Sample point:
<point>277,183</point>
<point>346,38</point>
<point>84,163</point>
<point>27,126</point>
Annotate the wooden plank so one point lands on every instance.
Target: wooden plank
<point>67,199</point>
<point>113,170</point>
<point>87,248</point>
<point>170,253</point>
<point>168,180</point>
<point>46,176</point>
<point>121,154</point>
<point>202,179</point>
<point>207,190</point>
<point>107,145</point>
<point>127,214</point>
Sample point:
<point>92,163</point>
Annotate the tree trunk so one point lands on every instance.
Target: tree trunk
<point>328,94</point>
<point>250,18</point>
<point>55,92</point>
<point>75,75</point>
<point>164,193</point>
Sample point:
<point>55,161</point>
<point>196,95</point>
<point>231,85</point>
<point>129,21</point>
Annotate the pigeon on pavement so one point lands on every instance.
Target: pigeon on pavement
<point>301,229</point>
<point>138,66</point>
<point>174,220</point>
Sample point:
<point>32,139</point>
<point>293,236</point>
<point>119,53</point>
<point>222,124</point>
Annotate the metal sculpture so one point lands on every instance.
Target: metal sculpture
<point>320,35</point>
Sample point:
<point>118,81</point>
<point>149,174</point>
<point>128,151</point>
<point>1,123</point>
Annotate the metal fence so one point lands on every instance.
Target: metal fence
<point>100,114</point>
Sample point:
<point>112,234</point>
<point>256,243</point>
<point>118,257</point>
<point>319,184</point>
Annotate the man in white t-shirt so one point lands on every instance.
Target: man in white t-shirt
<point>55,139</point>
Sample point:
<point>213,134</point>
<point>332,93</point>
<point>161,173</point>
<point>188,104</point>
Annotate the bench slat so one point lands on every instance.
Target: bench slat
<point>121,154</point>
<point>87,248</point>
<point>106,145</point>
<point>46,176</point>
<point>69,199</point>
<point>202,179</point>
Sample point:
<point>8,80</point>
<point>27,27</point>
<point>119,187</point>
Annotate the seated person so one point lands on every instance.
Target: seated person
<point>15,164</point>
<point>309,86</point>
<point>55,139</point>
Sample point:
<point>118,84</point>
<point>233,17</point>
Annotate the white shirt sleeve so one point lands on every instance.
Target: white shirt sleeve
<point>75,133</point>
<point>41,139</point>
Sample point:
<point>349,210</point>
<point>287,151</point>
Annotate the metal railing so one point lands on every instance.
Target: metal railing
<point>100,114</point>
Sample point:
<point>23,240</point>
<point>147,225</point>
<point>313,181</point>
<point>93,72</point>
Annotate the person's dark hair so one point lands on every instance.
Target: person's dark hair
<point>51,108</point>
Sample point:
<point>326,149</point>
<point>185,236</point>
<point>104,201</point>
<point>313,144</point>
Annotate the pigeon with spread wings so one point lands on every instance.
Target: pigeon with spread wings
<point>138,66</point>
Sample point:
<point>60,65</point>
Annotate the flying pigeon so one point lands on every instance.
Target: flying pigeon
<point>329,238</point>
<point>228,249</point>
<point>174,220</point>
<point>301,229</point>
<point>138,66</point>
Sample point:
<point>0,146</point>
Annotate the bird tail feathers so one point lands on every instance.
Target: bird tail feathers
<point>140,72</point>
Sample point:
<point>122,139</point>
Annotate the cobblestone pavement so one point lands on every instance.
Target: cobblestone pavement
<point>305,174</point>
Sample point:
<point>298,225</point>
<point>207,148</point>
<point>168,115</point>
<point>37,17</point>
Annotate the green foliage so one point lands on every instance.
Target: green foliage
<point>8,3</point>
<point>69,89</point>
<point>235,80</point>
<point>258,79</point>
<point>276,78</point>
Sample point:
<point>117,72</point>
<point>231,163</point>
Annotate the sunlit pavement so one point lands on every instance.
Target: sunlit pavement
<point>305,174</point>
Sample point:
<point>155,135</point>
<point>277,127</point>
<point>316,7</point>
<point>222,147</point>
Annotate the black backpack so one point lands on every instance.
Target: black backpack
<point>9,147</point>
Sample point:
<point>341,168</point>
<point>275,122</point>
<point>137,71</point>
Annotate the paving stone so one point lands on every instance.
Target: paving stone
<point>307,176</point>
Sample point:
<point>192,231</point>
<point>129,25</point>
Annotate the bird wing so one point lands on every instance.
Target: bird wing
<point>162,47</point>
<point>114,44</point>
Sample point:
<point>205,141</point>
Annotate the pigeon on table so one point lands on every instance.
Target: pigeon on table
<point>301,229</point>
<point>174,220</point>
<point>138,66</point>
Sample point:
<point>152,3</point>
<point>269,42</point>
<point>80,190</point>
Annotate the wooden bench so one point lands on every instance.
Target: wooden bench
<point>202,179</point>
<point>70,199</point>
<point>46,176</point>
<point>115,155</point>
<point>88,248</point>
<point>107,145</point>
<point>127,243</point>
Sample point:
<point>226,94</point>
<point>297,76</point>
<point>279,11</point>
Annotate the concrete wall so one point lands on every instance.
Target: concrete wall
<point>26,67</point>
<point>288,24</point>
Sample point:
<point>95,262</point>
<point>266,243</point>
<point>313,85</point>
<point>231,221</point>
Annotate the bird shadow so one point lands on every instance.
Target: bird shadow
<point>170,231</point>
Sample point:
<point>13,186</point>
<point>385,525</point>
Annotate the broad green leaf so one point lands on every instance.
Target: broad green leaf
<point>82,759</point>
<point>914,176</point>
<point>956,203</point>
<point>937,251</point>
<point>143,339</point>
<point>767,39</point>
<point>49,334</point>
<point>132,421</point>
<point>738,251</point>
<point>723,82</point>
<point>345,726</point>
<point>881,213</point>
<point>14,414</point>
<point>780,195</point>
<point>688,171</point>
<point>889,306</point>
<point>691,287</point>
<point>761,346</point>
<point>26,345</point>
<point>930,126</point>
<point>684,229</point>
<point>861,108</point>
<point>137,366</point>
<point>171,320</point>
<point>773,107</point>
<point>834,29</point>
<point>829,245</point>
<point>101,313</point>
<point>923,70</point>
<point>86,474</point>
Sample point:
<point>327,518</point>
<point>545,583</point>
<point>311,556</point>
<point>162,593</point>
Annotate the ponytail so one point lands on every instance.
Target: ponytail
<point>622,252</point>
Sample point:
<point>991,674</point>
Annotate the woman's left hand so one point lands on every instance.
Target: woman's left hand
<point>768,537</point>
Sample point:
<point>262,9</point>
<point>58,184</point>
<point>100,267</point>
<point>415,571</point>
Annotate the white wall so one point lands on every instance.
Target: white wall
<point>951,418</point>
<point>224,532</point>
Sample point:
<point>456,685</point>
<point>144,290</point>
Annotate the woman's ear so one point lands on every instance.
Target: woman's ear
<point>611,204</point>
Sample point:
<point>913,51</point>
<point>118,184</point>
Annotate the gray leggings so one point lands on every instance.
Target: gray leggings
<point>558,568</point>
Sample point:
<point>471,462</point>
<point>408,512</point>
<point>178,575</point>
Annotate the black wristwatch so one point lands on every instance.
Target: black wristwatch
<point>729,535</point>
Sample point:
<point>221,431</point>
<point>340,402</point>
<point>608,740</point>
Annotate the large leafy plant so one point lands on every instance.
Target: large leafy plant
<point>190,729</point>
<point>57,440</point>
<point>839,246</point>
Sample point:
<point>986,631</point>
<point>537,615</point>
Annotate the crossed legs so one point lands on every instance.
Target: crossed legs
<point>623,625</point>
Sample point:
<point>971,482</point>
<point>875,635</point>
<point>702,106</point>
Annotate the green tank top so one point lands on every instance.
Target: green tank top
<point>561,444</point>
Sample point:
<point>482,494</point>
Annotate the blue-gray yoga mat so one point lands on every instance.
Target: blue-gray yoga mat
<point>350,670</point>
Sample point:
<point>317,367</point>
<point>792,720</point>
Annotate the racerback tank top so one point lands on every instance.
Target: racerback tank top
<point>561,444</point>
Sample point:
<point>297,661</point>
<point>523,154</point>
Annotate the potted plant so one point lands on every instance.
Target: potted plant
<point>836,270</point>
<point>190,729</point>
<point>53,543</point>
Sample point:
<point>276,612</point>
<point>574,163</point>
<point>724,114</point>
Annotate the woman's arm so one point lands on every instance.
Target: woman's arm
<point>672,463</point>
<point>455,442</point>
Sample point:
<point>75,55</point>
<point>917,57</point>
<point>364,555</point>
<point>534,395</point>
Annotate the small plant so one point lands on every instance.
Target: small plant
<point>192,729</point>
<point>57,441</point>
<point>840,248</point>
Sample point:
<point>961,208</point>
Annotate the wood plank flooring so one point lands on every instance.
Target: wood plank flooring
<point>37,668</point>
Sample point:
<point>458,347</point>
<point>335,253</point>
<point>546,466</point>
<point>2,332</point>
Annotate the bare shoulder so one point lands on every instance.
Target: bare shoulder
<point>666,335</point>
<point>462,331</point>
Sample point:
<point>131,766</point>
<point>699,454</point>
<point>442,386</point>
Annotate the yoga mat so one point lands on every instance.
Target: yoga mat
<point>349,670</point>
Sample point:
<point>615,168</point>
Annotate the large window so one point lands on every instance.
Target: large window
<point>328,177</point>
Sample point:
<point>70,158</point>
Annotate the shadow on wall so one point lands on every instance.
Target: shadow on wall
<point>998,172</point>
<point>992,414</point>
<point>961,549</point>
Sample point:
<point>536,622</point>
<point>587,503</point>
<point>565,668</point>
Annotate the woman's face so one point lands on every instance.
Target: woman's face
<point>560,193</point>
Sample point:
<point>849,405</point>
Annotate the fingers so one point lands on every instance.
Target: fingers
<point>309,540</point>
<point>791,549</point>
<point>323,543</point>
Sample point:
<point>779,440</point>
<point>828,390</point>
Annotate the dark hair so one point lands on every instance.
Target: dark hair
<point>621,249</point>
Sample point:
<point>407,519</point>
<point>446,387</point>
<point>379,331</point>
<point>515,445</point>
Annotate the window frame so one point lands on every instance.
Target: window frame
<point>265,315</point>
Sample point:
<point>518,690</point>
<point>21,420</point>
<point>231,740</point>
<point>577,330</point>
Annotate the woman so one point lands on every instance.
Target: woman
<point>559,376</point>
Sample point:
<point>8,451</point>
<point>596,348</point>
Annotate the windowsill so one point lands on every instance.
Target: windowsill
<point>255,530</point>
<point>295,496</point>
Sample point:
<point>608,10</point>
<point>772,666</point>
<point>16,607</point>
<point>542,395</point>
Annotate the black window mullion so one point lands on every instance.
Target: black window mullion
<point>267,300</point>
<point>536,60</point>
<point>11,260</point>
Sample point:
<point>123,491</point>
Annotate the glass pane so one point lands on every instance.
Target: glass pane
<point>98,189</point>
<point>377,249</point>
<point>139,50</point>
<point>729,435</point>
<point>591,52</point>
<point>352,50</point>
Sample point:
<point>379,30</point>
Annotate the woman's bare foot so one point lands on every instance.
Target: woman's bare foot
+===+
* [Assignment]
Beginning at the line above that contains "<point>129,21</point>", return each line exactly through the line that contains "<point>27,27</point>", and no others.

* [Task result]
<point>129,21</point>
Annotate the pigeon on pavement so one point lands on every instance.
Target: pigeon on pavement
<point>301,229</point>
<point>138,66</point>
<point>174,220</point>
Sample point:
<point>32,139</point>
<point>293,236</point>
<point>119,53</point>
<point>222,124</point>
Annotate the metal sculpture so one point lands on every instance.
Target: metal sculpture
<point>320,35</point>
Sample point:
<point>118,81</point>
<point>149,174</point>
<point>128,151</point>
<point>1,123</point>
Annotate the metal fence so one point lands on every instance.
Target: metal fence
<point>100,114</point>
Sample point:
<point>112,234</point>
<point>256,243</point>
<point>118,257</point>
<point>319,184</point>
Annotate the man in white t-shirt so one point lands on every instance.
Target: man in white t-shirt
<point>55,139</point>
Sample point:
<point>213,134</point>
<point>332,93</point>
<point>161,173</point>
<point>188,104</point>
Annotate the bench slat so one point lands on every instance.
Target: bench slat
<point>121,154</point>
<point>87,248</point>
<point>106,145</point>
<point>46,176</point>
<point>69,199</point>
<point>202,179</point>
Sample point:
<point>8,80</point>
<point>27,27</point>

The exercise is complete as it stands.